#### Listed records
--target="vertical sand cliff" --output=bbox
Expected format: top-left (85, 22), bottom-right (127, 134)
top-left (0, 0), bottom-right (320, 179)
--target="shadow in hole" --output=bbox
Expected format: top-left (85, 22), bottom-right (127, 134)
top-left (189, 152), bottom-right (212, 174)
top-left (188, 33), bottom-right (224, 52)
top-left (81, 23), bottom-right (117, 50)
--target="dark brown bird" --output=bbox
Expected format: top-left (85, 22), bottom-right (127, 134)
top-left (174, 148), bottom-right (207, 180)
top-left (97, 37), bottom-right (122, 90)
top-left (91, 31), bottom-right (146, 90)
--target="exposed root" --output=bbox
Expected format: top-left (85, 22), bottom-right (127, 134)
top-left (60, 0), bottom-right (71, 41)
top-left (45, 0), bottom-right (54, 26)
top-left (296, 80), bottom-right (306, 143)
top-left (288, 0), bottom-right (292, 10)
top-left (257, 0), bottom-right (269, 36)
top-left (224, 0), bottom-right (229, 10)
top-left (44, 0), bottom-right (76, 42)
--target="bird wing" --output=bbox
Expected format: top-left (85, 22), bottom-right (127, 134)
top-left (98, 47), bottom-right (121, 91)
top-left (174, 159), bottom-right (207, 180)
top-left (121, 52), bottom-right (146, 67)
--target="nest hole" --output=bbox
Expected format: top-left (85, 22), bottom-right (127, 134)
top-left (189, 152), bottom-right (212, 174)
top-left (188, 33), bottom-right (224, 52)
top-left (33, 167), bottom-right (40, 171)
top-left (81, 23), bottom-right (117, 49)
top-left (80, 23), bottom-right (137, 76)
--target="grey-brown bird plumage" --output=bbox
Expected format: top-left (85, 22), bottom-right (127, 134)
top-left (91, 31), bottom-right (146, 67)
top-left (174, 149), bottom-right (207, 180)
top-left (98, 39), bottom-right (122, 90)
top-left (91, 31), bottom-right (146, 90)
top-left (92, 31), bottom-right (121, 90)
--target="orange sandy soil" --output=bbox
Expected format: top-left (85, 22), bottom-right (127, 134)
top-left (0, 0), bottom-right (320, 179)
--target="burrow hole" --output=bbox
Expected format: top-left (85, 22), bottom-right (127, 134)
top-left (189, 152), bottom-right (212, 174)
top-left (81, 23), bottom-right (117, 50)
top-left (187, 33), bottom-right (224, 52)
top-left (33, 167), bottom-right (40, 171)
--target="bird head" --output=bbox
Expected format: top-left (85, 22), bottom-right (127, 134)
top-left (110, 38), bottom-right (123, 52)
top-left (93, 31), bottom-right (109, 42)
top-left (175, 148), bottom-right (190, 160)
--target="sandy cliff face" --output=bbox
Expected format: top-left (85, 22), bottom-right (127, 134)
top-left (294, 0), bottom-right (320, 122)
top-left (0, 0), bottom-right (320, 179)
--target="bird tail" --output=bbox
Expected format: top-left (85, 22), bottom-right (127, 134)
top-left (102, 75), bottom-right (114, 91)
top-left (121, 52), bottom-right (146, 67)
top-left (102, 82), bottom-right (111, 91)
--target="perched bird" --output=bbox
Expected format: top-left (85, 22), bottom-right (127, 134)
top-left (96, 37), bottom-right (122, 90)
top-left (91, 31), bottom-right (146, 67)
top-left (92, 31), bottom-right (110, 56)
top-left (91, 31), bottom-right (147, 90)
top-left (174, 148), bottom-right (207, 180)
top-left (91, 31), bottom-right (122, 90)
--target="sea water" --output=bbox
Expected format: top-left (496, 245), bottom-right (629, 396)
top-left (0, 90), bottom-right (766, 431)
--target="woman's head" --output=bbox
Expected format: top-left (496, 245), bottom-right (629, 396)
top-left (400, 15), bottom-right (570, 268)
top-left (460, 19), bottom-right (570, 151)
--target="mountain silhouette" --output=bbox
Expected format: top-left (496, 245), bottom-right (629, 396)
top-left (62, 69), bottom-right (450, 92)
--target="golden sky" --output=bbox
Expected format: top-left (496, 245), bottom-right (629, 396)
########
What is needed ->
Output every record above exactly as it was given.

The completed task ->
--target="vertical sand cliff" --output=bbox
Expected format: top-left (85, 22), bottom-right (127, 134)
top-left (0, 0), bottom-right (320, 179)
--target="shadow in hole" --output=bbox
Expected format: top-left (85, 22), bottom-right (127, 134)
top-left (189, 152), bottom-right (212, 174)
top-left (188, 33), bottom-right (224, 52)
top-left (81, 23), bottom-right (117, 50)
--target="dark brown bird" --output=bbox
Expected format: top-left (85, 22), bottom-right (127, 134)
top-left (174, 148), bottom-right (207, 180)
top-left (97, 37), bottom-right (122, 90)
top-left (91, 31), bottom-right (146, 90)
--target="exposed root" --output=bbox
Expected format: top-left (85, 22), bottom-right (127, 134)
top-left (60, 0), bottom-right (71, 41)
top-left (45, 0), bottom-right (54, 26)
top-left (296, 80), bottom-right (306, 143)
top-left (288, 0), bottom-right (292, 10)
top-left (257, 0), bottom-right (269, 36)
top-left (224, 0), bottom-right (229, 10)
top-left (44, 0), bottom-right (76, 42)
--target="bird wing" --output=bbox
Expected format: top-left (85, 22), bottom-right (127, 134)
top-left (98, 47), bottom-right (121, 91)
top-left (174, 159), bottom-right (207, 180)
top-left (121, 52), bottom-right (146, 67)
--target="nest hole" --output=bbox
Expected format: top-left (85, 22), bottom-right (127, 134)
top-left (189, 152), bottom-right (212, 174)
top-left (188, 33), bottom-right (224, 52)
top-left (33, 167), bottom-right (40, 171)
top-left (81, 23), bottom-right (117, 49)
top-left (80, 23), bottom-right (137, 76)
--target="grey-brown bird plumage" --output=bbox
Expected format: top-left (85, 22), bottom-right (127, 134)
top-left (91, 31), bottom-right (146, 67)
top-left (174, 149), bottom-right (207, 180)
top-left (98, 39), bottom-right (122, 90)
top-left (91, 31), bottom-right (146, 90)
top-left (92, 31), bottom-right (121, 90)
--target="orange sandy soil" --output=bbox
Expected format: top-left (85, 22), bottom-right (127, 134)
top-left (0, 0), bottom-right (320, 179)
--target="burrow hole" --output=bbox
Expected format: top-left (85, 22), bottom-right (127, 134)
top-left (189, 152), bottom-right (212, 174)
top-left (81, 23), bottom-right (117, 50)
top-left (187, 33), bottom-right (224, 52)
top-left (33, 167), bottom-right (40, 171)
--target="bird head" --output=bbox
Expected format: top-left (85, 22), bottom-right (127, 134)
top-left (110, 38), bottom-right (123, 52)
top-left (93, 31), bottom-right (109, 42)
top-left (175, 148), bottom-right (190, 160)
--target="sandy cliff face" --output=bbox
Expected format: top-left (85, 22), bottom-right (127, 134)
top-left (294, 0), bottom-right (320, 122)
top-left (0, 0), bottom-right (320, 179)
--target="bird tail" --output=bbox
Expected format: top-left (85, 22), bottom-right (127, 134)
top-left (102, 75), bottom-right (114, 91)
top-left (121, 52), bottom-right (146, 67)
top-left (102, 82), bottom-right (111, 91)
--target="perched bird" --output=bbox
Expected format: top-left (85, 22), bottom-right (127, 134)
top-left (96, 37), bottom-right (122, 90)
top-left (91, 31), bottom-right (146, 67)
top-left (92, 31), bottom-right (110, 56)
top-left (91, 31), bottom-right (147, 90)
top-left (174, 148), bottom-right (207, 180)
top-left (91, 31), bottom-right (122, 90)
--target="sea water" --output=bbox
Expected format: top-left (496, 245), bottom-right (629, 396)
top-left (0, 90), bottom-right (766, 431)
--target="woman's head" --output=bbox
Expected format: top-left (496, 245), bottom-right (629, 396)
top-left (400, 15), bottom-right (570, 268)
top-left (460, 19), bottom-right (570, 151)
--target="mountain silhouette" --output=bbox
Expected format: top-left (496, 245), bottom-right (629, 396)
top-left (62, 69), bottom-right (450, 92)
--target="golden sky" --output=bbox
Expected format: top-left (496, 245), bottom-right (629, 396)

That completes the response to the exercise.